*What is required*
Copy the records below word for word, leaving out the pictures.

++++++++++

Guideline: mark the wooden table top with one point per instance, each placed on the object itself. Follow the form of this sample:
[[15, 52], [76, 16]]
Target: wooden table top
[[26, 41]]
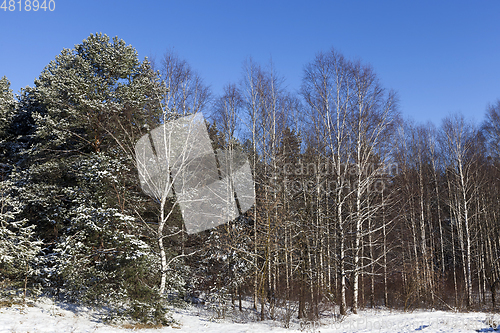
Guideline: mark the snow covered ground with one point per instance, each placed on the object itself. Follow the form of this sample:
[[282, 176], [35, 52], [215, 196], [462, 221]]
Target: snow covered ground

++++++++++

*Completed task*
Guideline: mark the wooden table top with one point per instance, each placed on the object itself. Follow the form of this sample:
[[15, 52], [76, 16]]
Target: wooden table top
[[26, 41]]
Guideline: mark the snow covered ground with one point per instance, each placed on the object itself. Follow the form of this sample:
[[282, 176], [35, 52], [215, 196], [462, 221]]
Target: snow covered ground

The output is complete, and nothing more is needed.